___ EXTRACTED MATERIAL ___

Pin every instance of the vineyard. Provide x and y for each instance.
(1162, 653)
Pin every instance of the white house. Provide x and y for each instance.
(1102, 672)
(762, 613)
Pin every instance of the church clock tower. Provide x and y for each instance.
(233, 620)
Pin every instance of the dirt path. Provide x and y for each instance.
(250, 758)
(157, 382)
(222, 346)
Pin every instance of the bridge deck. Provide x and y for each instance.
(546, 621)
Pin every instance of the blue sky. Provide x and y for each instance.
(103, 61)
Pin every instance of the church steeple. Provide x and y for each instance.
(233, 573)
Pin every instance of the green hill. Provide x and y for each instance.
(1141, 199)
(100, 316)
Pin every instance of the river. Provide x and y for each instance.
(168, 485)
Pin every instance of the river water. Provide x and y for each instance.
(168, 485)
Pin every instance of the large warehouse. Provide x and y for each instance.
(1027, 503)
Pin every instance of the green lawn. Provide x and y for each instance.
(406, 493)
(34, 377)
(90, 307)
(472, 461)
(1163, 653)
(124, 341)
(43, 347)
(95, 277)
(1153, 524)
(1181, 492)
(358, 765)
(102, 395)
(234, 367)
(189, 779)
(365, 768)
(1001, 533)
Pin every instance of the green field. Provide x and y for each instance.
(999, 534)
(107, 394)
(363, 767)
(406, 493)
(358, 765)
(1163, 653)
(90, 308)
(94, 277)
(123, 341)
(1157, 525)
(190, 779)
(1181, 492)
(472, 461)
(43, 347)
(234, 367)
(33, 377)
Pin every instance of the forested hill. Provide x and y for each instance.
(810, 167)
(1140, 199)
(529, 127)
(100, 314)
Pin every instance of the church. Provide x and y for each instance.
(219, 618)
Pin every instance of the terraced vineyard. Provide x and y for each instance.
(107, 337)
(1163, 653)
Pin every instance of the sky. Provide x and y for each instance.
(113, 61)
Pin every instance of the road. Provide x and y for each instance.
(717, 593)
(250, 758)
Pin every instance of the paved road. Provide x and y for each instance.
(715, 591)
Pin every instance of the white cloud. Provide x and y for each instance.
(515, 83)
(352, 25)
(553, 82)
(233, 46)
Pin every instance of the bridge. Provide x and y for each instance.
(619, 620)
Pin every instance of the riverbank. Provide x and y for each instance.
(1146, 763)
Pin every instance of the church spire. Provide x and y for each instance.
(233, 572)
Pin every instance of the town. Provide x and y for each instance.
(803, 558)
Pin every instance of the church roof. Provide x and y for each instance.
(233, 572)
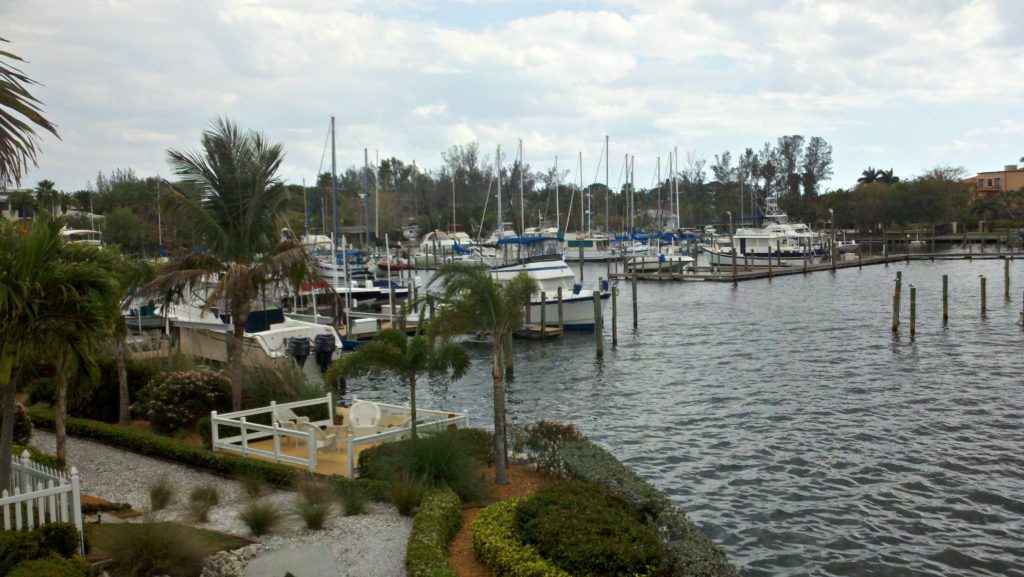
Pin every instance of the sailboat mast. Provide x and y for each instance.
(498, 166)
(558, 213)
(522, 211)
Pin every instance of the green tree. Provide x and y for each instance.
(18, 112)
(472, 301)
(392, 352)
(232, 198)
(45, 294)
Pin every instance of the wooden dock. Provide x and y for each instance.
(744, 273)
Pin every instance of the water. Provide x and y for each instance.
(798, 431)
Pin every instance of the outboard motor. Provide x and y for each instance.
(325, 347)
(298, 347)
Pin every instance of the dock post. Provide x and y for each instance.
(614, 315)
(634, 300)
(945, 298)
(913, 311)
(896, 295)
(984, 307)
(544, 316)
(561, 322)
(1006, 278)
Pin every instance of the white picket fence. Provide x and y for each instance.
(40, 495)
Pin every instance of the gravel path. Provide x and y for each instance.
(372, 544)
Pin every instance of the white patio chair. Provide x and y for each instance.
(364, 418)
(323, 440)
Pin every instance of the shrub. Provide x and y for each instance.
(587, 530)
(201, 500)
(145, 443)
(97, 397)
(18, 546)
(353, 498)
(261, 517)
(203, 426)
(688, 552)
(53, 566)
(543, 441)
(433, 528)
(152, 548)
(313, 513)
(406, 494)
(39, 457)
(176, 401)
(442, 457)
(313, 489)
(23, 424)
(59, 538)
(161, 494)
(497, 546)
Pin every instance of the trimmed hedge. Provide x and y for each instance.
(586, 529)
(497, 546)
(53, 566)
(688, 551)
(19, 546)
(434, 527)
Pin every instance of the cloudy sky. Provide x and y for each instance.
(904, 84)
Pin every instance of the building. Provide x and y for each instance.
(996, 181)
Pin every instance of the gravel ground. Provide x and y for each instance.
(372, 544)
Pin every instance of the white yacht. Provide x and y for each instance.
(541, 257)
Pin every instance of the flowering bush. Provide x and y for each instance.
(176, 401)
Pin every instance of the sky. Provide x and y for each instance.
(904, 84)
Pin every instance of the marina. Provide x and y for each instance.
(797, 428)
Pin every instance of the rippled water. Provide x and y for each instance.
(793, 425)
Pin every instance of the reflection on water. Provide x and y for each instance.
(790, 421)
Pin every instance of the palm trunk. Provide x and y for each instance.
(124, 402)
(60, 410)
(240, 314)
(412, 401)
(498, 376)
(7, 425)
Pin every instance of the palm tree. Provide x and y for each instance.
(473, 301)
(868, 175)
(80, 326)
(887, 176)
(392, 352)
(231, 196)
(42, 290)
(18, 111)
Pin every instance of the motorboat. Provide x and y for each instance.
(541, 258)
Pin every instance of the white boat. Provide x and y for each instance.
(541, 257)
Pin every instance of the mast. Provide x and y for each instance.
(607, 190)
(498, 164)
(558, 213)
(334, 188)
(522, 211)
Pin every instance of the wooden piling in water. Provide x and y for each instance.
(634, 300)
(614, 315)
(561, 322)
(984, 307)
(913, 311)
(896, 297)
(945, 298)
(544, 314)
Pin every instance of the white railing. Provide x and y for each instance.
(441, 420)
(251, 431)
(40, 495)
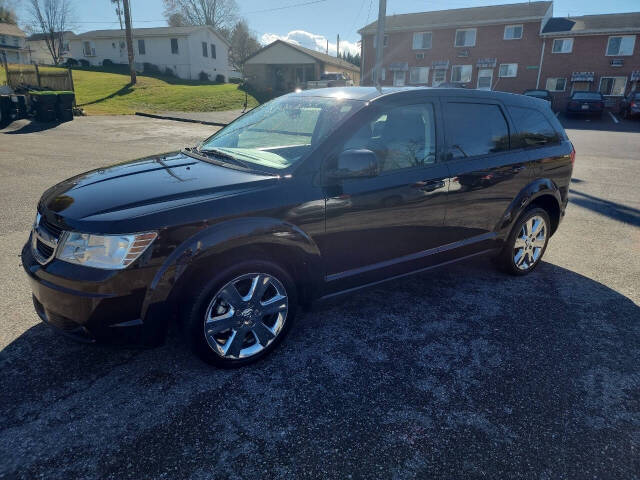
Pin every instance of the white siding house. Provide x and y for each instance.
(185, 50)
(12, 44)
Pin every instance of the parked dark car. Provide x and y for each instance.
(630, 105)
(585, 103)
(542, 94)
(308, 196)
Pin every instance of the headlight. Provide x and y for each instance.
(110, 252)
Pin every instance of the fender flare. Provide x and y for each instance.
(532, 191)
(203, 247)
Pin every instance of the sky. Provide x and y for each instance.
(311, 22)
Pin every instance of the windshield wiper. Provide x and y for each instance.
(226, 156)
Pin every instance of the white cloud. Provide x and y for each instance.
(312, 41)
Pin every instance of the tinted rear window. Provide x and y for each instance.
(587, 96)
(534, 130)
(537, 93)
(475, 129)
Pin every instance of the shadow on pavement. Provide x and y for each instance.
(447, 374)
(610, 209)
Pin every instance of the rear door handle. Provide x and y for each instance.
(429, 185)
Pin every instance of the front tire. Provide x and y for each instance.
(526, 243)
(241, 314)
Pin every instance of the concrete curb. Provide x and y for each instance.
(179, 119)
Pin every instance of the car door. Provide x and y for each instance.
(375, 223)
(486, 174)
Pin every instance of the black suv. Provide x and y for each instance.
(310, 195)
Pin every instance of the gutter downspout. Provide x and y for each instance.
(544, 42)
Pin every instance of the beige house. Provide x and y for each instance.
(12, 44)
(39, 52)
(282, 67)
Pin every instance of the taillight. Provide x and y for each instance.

___

PROBLEM DETAILS: Pictures are to be excluded; the records themselves are to be reproduced exactly.

ANSWER BELOW:
Pin every instance of the vineyard. Provide x and y for each instance.
(1162, 653)
Pin every instance of the white house. Provide x and y for each instance.
(1102, 672)
(762, 613)
Pin every instance of the church clock tower. Provide x and y for each instance.
(233, 620)
Pin every instance of the dirt path. Provide x and y for each instance.
(250, 758)
(157, 382)
(222, 346)
Pin every instance of the bridge deck. Provide x and y for each instance.
(546, 621)
Pin every instance of the blue sky. Provide x and y for each instance.
(103, 61)
Pin every instance of the church steeple. Provide x and y for each instance.
(233, 573)
Pin every instance of the green hill. Provide x and y for each instance.
(1141, 199)
(100, 316)
Pin every instance of the river. Provide x and y for each instance.
(168, 485)
Pin every instance of the river water. Provide x and y for each instance.
(168, 485)
Pin every instance of the large warehouse. Provide x and y for each instance.
(1027, 503)
Pin every instance of the green lawn. Provide x and y for each instance.
(406, 493)
(34, 377)
(90, 307)
(472, 461)
(1163, 653)
(124, 341)
(43, 347)
(95, 277)
(1153, 524)
(1181, 492)
(358, 765)
(102, 395)
(234, 367)
(189, 779)
(365, 768)
(1001, 533)
Pin every instance of the green field. Provide x and y for each instance.
(999, 534)
(107, 394)
(363, 767)
(406, 493)
(358, 765)
(1163, 653)
(90, 308)
(94, 277)
(123, 341)
(1157, 525)
(190, 779)
(1181, 492)
(472, 461)
(43, 347)
(234, 367)
(33, 377)
Pin every instance of the forested hill. Provide x and y for each instance.
(810, 167)
(1140, 199)
(529, 127)
(100, 314)
Pin every instance of the church. Provide x and y for each instance.
(219, 618)
Pin every instance of the terraced vineyard. Provide x and y for each instance.
(107, 337)
(1163, 653)
Pin every instance of the sky. Provide x and y for each instance.
(113, 61)
Pin every instance of the road. Provide x and y for each instance.
(717, 593)
(250, 758)
Pin every instance of the paved road. Provide x and y for each instance.
(715, 591)
Pin every instance of the white cloud. Provide x and y for each instance.
(515, 83)
(352, 25)
(553, 82)
(233, 46)
Pin every instance of the bridge. Provide x and y for each instance.
(619, 620)
Pin every instance of the riverbank. Provide x and y for each instance.
(1146, 763)
Pin every instance of the church spire. Provide x and y for each instance.
(233, 572)
Pin every instance of the town. Provide x and y for each instance.
(803, 558)
Pin every instance of the church roof. Provide x and y for each instance.
(233, 572)
Pin every instance of the sailboat mast. Provide x and y for each instance.
(498, 166)
(558, 213)
(522, 211)
Pin every instance of the green tree. Provide x and y for each instance.
(18, 112)
(472, 301)
(392, 352)
(232, 198)
(45, 294)
Pin every instance of the wooden dock. Provide x and y for each instance.
(744, 273)
Pin every instance of the water. Provide x and y for each instance.
(798, 431)
Pin every instance of the outboard motor. Provide x and y for each instance.
(325, 347)
(298, 347)
Pin every instance of the dock post. Provide x and y for each instance.
(614, 315)
(634, 300)
(945, 298)
(913, 311)
(896, 295)
(984, 307)
(544, 316)
(561, 322)
(1006, 278)
Pin every instance of the white picket fence. Provide x and y for each instance.
(40, 495)
Pin every instance of the gravel path. Provide x and y for each instance.
(372, 544)
Pin every instance of the white patio chair. Provide x and y for each instance.
(364, 418)
(323, 440)
Pin every instance of the shrub. Provide x and y for each instance.
(587, 530)
(201, 500)
(145, 443)
(97, 397)
(18, 546)
(353, 498)
(261, 517)
(203, 426)
(688, 552)
(53, 566)
(543, 441)
(433, 528)
(152, 548)
(313, 513)
(406, 494)
(39, 457)
(176, 401)
(442, 457)
(313, 489)
(23, 424)
(59, 538)
(161, 494)
(497, 546)
Pin every instance of the trimmed hedge. Provide x and y for each instance.
(586, 529)
(497, 546)
(53, 566)
(688, 551)
(19, 546)
(434, 527)
Pin every instance of the cloudy sky. Provide x and y for each instance.
(904, 84)
Pin every instance of the building. Provide x and y for each instance.
(996, 181)
Pin every instance of the gravel ground. Provide x and y for each instance.
(372, 544)
Pin every instance of the white yacht. Provide x and y for each instance.
(541, 257)
Pin every instance of the flowering bush. Provide x and y for each instance.
(176, 401)
Pin every instance of the sky. Provide x and y for each instance.
(904, 84)
Pin every instance of the marina. Provide x and y for each instance.
(797, 428)
Pin every instance of the rippled water. Provide x and y for each instance.
(793, 425)
Pin every instance of the reflection on water. Provide x and y for each instance.
(790, 421)
Pin every instance of the palm trunk. Provide x and y for each instance.
(124, 402)
(60, 410)
(240, 314)
(412, 401)
(498, 376)
(7, 425)
Pin every instance of the palm tree. Provide x and y for each instance.
(473, 301)
(868, 175)
(80, 326)
(887, 176)
(392, 352)
(231, 196)
(42, 290)
(18, 111)
Pin every instance of the motorboat. Provide x and y for each instance.
(541, 258)
Pin every instance of the white boat. Provide x and y for each instance.
(541, 257)
Pin every instance of the mast. Provide x and y for each instance.
(607, 190)
(498, 164)
(558, 213)
(334, 188)
(522, 211)
Pin every instance of the wooden piling in water. Provide x and y for each instance.
(634, 300)
(614, 315)
(561, 322)
(984, 307)
(913, 311)
(896, 297)
(945, 298)
(544, 314)
Pin every instance of the white railing. Provide x and y for each instance.
(441, 420)
(251, 431)
(40, 495)
Pin every instance of the white siding house. Provide x and y for each instance.
(185, 50)
(12, 44)
Pin every instance of the parked dark car. Provide x and y for each instance.
(630, 105)
(585, 103)
(542, 94)
(308, 196)
Pin every instance of the headlight. Provide x and y for each instance.
(110, 252)
Pin every instance of the fender flare. Provide x and y for each instance.
(532, 191)
(203, 247)
Pin every instance of the sky. Provide x and y for each instance.
(311, 22)
Pin every instance of the windshield wiper. Provide x and y for each instance.
(226, 156)
Pin every instance of the white cloud. Provide x and y for each instance.
(312, 41)
Pin every instance of the tinted rear window. Provide x and y for each instance.
(587, 96)
(534, 130)
(537, 93)
(475, 129)
Pin every instance of the shadow on pavement. Provide x and y for each instance.
(447, 374)
(610, 209)
Pin every instance of the rear door handle. Provide x and y for each instance.
(429, 185)
Pin every instance of the front tire. Provide x and y for each instance.
(526, 243)
(241, 314)
Pin every instance of the concrete curb. Provide x and y for each instance.
(179, 119)
Pin every instance of the car door. Provide x and y for each instance.
(375, 223)
(486, 174)
Pin every instance of the black suv. Provide x and y for each instance.
(310, 195)
Pin every instance of the gutter downspout. Provide x and y for each instance.
(544, 42)
Pin every instance of the beige house. Provide x and y for each instance.
(12, 44)
(39, 52)
(282, 67)
Pin every instance of the taillight. Provide x and y for each instance.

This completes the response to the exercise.